▶ [WHAT TO WORK ON]: Could you reproduce the material from its first line through the line containing "point(49, 59)", inclusive, swapping "balcony" for "terrace" and leaving everything else untouched?

((

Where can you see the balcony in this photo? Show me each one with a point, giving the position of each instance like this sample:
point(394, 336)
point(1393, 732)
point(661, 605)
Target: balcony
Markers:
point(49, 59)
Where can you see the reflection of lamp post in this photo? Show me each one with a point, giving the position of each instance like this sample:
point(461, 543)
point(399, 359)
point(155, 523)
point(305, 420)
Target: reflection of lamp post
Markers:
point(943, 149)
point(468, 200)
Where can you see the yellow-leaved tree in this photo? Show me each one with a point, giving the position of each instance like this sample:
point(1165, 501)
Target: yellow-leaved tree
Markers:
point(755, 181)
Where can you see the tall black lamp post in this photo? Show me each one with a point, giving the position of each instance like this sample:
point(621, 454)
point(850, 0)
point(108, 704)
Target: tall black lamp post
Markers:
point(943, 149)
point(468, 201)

))

▶ [COMPLETE OUTPUT]:
Where can you see the terrace in this photo? Show me each one with a point, giving the position of each instance like this sample:
point(394, 336)
point(1393, 732)
point(661, 605)
Target: terrace
Markers:
point(49, 59)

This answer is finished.